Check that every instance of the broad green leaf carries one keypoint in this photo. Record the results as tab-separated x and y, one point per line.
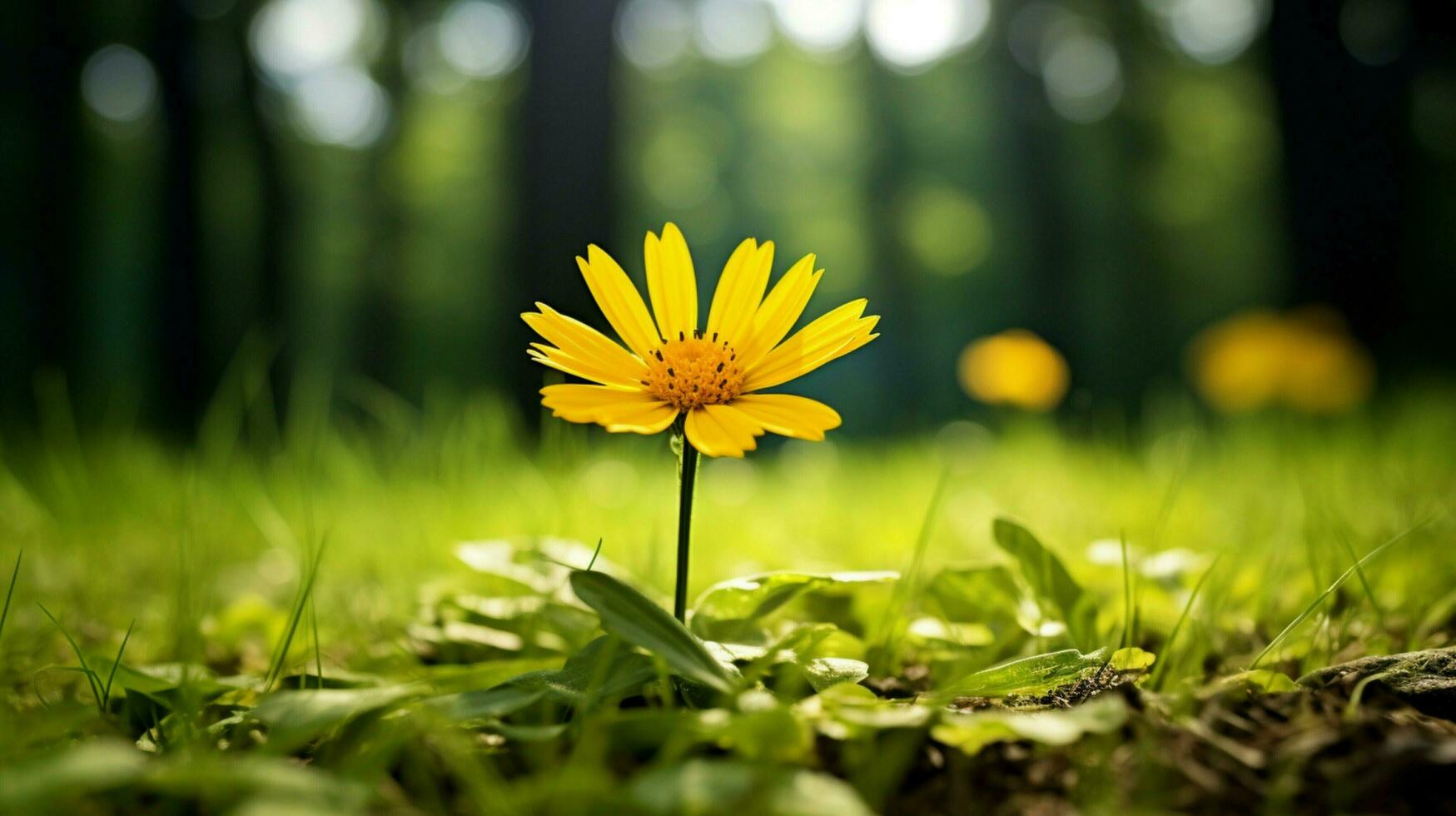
603	669
1061	726
981	595
1131	659
296	717
1259	679
1028	675
1038	565
37	784
847	711
935	629
637	619
734	787
771	734
487	704
756	596
824	672
221	779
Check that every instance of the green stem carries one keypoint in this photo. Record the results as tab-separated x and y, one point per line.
686	483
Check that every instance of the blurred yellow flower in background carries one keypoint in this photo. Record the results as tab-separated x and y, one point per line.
1304	361
1014	367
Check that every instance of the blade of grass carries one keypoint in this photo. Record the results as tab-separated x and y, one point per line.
1339	582
318	653
1172	635
15	576
105	695
905	589
91	676
1344	542
1127	595
295	618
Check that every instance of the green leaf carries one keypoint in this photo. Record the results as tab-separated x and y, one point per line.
1056	728
738	602
981	595
296	717
1260	679
632	617
32	786
824	672
733	787
1030	675
1038	565
487	704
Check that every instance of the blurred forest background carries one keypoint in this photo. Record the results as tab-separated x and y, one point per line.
375	190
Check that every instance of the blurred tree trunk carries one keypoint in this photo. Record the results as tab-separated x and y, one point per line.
274	204
1345	140
41	54
565	186
180	331
379	326
894	291
1036	155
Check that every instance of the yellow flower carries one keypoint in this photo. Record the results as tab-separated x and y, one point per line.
713	376
1240	363
1014	367
1304	361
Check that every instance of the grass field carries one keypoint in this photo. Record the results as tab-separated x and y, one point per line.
377	611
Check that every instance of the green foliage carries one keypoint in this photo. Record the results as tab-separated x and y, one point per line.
499	676
632	617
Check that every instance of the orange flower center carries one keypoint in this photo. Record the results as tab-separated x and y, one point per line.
695	372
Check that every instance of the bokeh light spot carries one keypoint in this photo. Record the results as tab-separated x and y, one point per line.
653	34
481	38
733	31
341	105
820	27
120	83
1082	75
291	38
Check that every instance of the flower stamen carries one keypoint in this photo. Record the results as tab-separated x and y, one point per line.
695	372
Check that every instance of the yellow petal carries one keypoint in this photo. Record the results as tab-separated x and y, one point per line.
789	415
737	425
779	311
672	283
583	350
740	291
619	301
644	420
826	338
600	404
708	436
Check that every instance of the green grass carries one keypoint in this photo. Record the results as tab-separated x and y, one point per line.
405	676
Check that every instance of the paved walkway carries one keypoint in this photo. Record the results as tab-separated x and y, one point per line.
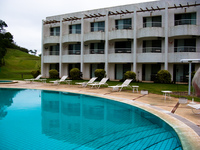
151	101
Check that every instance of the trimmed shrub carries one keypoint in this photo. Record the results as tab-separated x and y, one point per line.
163	76
100	73
129	75
53	73
75	74
35	73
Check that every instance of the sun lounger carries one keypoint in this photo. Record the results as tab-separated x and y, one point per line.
57	82
35	79
120	87
195	108
84	84
98	84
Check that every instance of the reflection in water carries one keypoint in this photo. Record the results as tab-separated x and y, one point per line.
6	99
99	123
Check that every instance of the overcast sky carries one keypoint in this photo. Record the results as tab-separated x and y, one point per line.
24	17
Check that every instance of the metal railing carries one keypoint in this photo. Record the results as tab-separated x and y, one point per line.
185	22
54	33
122	50
152	24
152	50
75	31
96	29
74	52
123	26
96	51
185	49
53	53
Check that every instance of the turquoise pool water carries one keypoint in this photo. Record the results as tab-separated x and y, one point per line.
39	119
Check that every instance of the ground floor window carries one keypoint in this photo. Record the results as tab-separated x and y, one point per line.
93	67
71	66
149	71
120	69
181	72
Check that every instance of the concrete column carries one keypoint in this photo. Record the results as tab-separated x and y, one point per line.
134	41
82	43
106	44
166	36
60	56
42	51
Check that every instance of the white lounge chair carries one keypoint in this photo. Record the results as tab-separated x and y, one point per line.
120	87
98	84
84	84
57	82
195	108
35	79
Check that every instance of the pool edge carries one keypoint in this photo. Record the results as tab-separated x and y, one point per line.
189	139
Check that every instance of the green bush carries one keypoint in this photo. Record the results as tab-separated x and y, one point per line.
53	73
129	75
100	73
75	74
163	76
35	73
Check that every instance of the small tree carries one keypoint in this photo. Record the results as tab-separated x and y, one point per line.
100	73
53	73
35	73
163	76
75	74
129	75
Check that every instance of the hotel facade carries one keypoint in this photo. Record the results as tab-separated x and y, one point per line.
143	38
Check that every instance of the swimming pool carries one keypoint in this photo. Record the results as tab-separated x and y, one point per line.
7	81
39	119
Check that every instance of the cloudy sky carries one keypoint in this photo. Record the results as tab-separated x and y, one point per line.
24	17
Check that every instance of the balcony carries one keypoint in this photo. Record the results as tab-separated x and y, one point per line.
185	49
51	39
184	30
71	58
120	57
121	34
91	58
71	38
96	51
74	52
150	32
152	50
185	22
94	36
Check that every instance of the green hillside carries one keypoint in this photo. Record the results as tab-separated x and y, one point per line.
18	65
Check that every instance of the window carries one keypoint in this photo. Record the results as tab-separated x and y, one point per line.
54	66
74	49
54	50
123	47
75	29
55	31
98	26
155	21
185	45
97	48
123	24
152	46
184	19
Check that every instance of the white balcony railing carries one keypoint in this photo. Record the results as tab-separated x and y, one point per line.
185	22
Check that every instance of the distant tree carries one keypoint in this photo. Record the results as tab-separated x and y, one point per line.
2	25
3	42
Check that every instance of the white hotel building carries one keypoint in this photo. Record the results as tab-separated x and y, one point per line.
143	38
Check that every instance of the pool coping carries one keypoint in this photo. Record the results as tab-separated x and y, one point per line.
188	132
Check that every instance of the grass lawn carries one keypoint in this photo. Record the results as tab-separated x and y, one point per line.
18	65
154	88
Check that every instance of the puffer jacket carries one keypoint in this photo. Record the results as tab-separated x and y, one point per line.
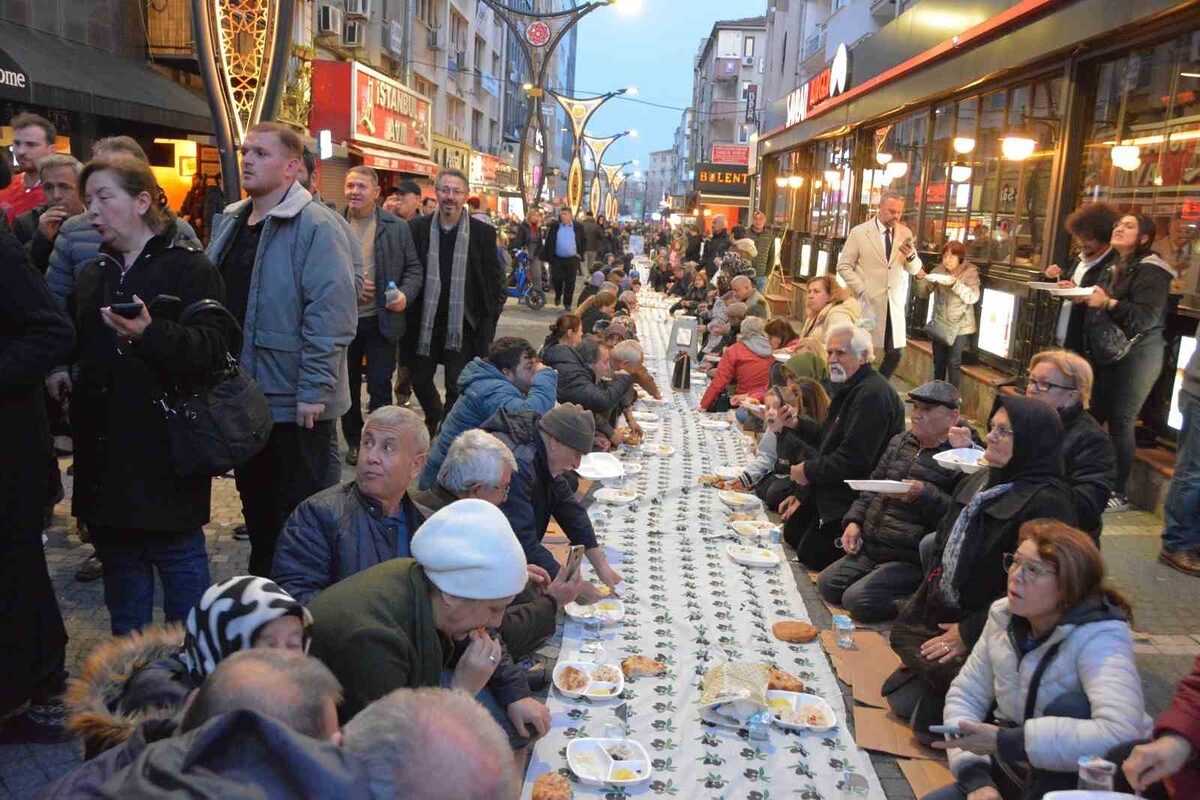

==*==

## GOAL
Express every line of the rows above as a Markdown table with the columns No. and Line, numbering the lines in order and skipping blank ones. Leave the pictures out of the table.

## CORRECT RESULT
| No. | Line |
|---|---|
| 1 | Check that every instance of the broad green leaf carries one keypoint in this photo. Record the results as tab-separated x and y, one point per line. |
| 2 | 603	669 |
| 3 | 1061	726 |
| 4 | 981	595 |
| 5 | 1131	659 |
| 6 | 296	717 |
| 7 | 1259	679 |
| 8 | 1028	675 |
| 9 | 1038	565 |
| 10 | 37	784 |
| 11 | 847	711 |
| 12 | 935	629 |
| 13 | 637	619 |
| 14 | 734	787 |
| 15 | 771	734 |
| 16 | 487	704 |
| 17 | 756	596 |
| 18 | 824	672 |
| 19 | 221	779 |
| 20 | Check that every instance of the green stem carries one keypoint in this photo. Record the results as tab-separated x and y, one point per line. |
| 21 | 686	483 |
| 22 | Check that every instance of the blurred yellow flower in background carries one keypoint in this photo. Record the results as tab-separated x and y, one point per line. |
| 23 | 1304	361 |
| 24 | 1014	367 |
| 25 | Check that every instance of the blade of grass carries one keypoint in this photo. Record the results as tab-separated x and y, one point per line. |
| 26 | 1339	582 |
| 27 | 318	653 |
| 28 | 1172	635 |
| 29 | 15	576 |
| 30 | 105	695 |
| 31 | 905	589 |
| 32 | 91	676 |
| 33 | 1344	542 |
| 34 | 1127	595 |
| 35 | 295	618 |
| 36 | Check that every instance of the green leaf carries one keypoint in this photo. Record the results as tab-separated x and y, one point per line. |
| 37 | 1056	728 |
| 38 | 738	602 |
| 39 | 981	595 |
| 40 | 296	717 |
| 41 | 1260	679 |
| 42 | 632	617 |
| 43 | 32	786 |
| 44 | 824	672 |
| 45 | 733	787 |
| 46 | 1030	675 |
| 47 | 1038	565 |
| 48 | 487	704 |
| 49 | Check that every instance of the blurred forest background carries one keypoint in this photo. Record the results as tab-separated x and y, one point per line. |
| 50 | 375	190 |
| 51 | Check that every instance of the blurred tree trunk carries one keypoint in this photo. Record the results as tab-separated x and y, one point per line. |
| 52 | 274	204 |
| 53 | 1345	140 |
| 54 | 41	54 |
| 55 | 565	186 |
| 56 | 180	331 |
| 57 | 379	326 |
| 58 | 894	291 |
| 59 | 1036	155 |
| 60 | Check that every instance of the yellow flower carries one keypoint in this photo. Record the results as tab-separated x and y, one point per line. |
| 61 | 713	376 |
| 62 | 1240	363 |
| 63 | 1014	367 |
| 64 | 1304	361 |
| 65 | Check that every instance of the grass field carries one keypoint in this photo. Record the results as tab-separated x and y, one point per line. |
| 66 | 377	611 |
| 67 | Check that every instance of the green foliage carries one keypoint in this photo. Record the results as tab-separated x and y, one point per line. |
| 68 | 499	676 |
| 69 | 632	617 |
| 70 | Check that every instance of the orange flower center carries one keypoint in this photo. Record the results as tab-separated x and y, one point per line. |
| 71 | 695	372 |
| 72 | Check that every instance of the bokeh light spot carries one keypoint in this photo. Record the results as tab-separated x and y, one point per line. |
| 73 | 653	34 |
| 74 | 481	38 |
| 75 | 733	31 |
| 76 | 341	105 |
| 77 | 820	27 |
| 78 | 120	83 |
| 79 | 1082	75 |
| 80 | 291	38 |
| 81 | Check that every instance of the flower stamen carries one keypoint in this photo. Record the results as tab-separated x and y, one point per line. |
| 82 | 695	372 |
| 83 | Check that every instance of the yellow petal carries one keypoint in this photo. Record the results as tab-separated x and y, one point per line. |
| 84 | 789	415 |
| 85 | 737	425 |
| 86 | 779	311 |
| 87 | 672	283 |
| 88 | 583	350 |
| 89 | 740	291 |
| 90 | 619	301 |
| 91 | 644	420 |
| 92 | 826	338 |
| 93 | 600	404 |
| 94 | 708	436 |
| 95 | Check that every instance of the green grass carries one keypoint in this photo. Record the results as tab-separated x and y, one point per line. |
| 96 | 405	676 |
| 97 | Check that every instance of the paved walkway carries one keypoint in this photo. Record the results as tab-separated x and y, one point per line. |
| 98 | 151	101 |
| 99 | Check that every instance of the trimmed shrub carries one keypoint in this photo. Record the results as tab-separated x and y, one point per line. |
| 100 | 163	76 |
| 101 | 100	73 |
| 102 | 129	75 |
| 103 | 53	73 |
| 104 | 75	74 |
| 105 | 35	73 |
| 106 | Check that every instance of the sun lounger carries one keypoint in this photo. Record the results as tab-separated x and y, one point per line. |
| 107 | 57	82 |
| 108 | 35	79 |
| 109 | 120	87 |
| 110 | 195	108 |
| 111 | 84	84 |
| 112 | 98	84 |
| 113 | Check that every instance of the reflection in water carries one keypoint in this photo. Record the results as tab-separated x and y, one point per line. |
| 114 | 6	99 |
| 115 | 99	123 |
| 116 | Check that every instance of the overcast sky carries one keypoint in this photo. Record the results as tab-separated x and y, one point per line. |
| 117 | 24	17 |
| 118 | Check that every instance of the metal railing carries one keypoint in this photo. Record the results as tab-separated x and y, one point per line. |
| 119 | 185	22 |
| 120 | 54	33 |
| 121 | 122	50 |
| 122 | 152	24 |
| 123 | 152	50 |
| 124 | 75	31 |
| 125 | 96	29 |
| 126 | 74	52 |
| 127 | 123	26 |
| 128 | 96	51 |
| 129 | 185	49 |
| 130 | 53	53 |
| 131 | Check that every instance of the turquoise pool water carries one keypoint in this photo. Record the results as tab-separated x and y, one point per line. |
| 132 | 39	119 |
| 133 | Check that every instance of the ground floor window carries one keypoint in this photo. Record the results as tab-separated x and y, one point per line. |
| 134 | 93	67 |
| 135 | 71	66 |
| 136 | 149	71 |
| 137 | 120	69 |
| 138 | 181	72 |
| 139 | Check that every instance of the concrete column carries one keypoint in this photo. Record the results as tab-separated x and y, one point per line. |
| 140 | 134	41 |
| 141 | 82	43 |
| 142 | 106	44 |
| 143 | 166	36 |
| 144 | 60	56 |
| 145 | 42	51 |
| 146 | Check that every instance of the white lounge chair carries one keypoint in this photo. Record the results as tab-separated x and y, one point per line. |
| 147 | 120	87 |
| 148 | 98	84 |
| 149 | 84	84 |
| 150 | 57	82 |
| 151 | 195	108 |
| 152 | 35	79 |
| 153 | Check that every instance of the pool edge carries one keypoint in this photo. Record the results as tab-separated x and y, one point per line. |
| 154 | 189	139 |
| 155 | Check that every instance of the green bush carries one keypoint in this photo. Record the results as tab-separated x and y, one point per line. |
| 156 | 53	73 |
| 157 | 129	75 |
| 158 | 100	73 |
| 159 | 75	74 |
| 160 | 163	76 |
| 161 | 35	73 |
| 162 | Check that every instance of the small tree carries one keypoint in this photo. Record the results as tab-separated x and y, one point per line. |
| 163 | 100	73 |
| 164 | 53	73 |
| 165 | 35	73 |
| 166 | 163	76 |
| 167 | 75	74 |
| 168 | 129	75 |
| 169 | Check that every instance of the hotel facade carries one keypoint in this photo. Record the results as tab-separated x and y, one point per line. |
| 170 | 143	38 |
| 171 | Check that every instance of the swimming pool carries one keypoint in this photo. Record the results as tab-separated x and y, one point per line. |
| 172 | 7	81 |
| 173 | 39	119 |
| 174 | Check that every instance of the cloudy sky carries one keypoint in this photo. Record the results as tab-separated x and y, one point per line. |
| 175 | 24	17 |
| 176 | Check that every instance of the balcony carries one keypoint in this photo. Record the results as tab-separated x and y, one point per line. |
| 177 | 185	49 |
| 178 | 51	39 |
| 179 | 184	30 |
| 180 | 71	58 |
| 181 | 120	57 |
| 182 | 121	34 |
| 183 | 91	58 |
| 184 | 71	38 |
| 185 | 96	51 |
| 186 | 74	52 |
| 187 | 150	32 |
| 188 | 152	50 |
| 189 | 185	22 |
| 190 | 94	36 |
| 191 | Check that every instance of the green hillside carries one keypoint in this photo. Record the results as tab-separated x and y, one point per line. |
| 192 | 18	65 |
| 193 | Check that every instance of the window carries one keypoint in this photo. Record the results as tab-separated x and y, one point per line. |
| 194 | 54	66 |
| 195 | 74	49 |
| 196 | 54	50 |
| 197 | 123	47 |
| 198 | 75	29 |
| 199 | 55	31 |
| 200 | 98	26 |
| 201 | 155	21 |
| 202 | 185	45 |
| 203 | 97	48 |
| 204 | 123	24 |
| 205 | 152	46 |
| 206 | 184	19 |
| 207 | Check that every instance of the white balcony railing carries one keypoint in this photo. Record the results as tab-separated x and y, one point per line. |
| 208 | 185	22 |
| 209 | Check that every instance of the distant tree carries one keypoint in this photo. Record the results as tab-separated x and y, one point per line. |
| 210 | 2	25 |
| 211 | 3	42 |
| 212 | Check that every instance of the white hotel building carries one keypoint in this photo. Record the results as tab-separated x and y, one point per line. |
| 213 | 143	38 |
| 214 | Check that every instance of the pool coping carries one keypoint in this photo. Record the results as tab-separated x and y, one point per line. |
| 215 | 188	132 |
| 216 | Check that every instance of the grass lawn carries one keypoint in this photo. Record the results as tab-separated x and y, one point per line. |
| 217 | 18	65 |
| 218 | 154	88 |
| 219 | Check that every instance of the puffer jacket carries one keypoint in this photo. Record the results as tab-separated x and y, one point per line. |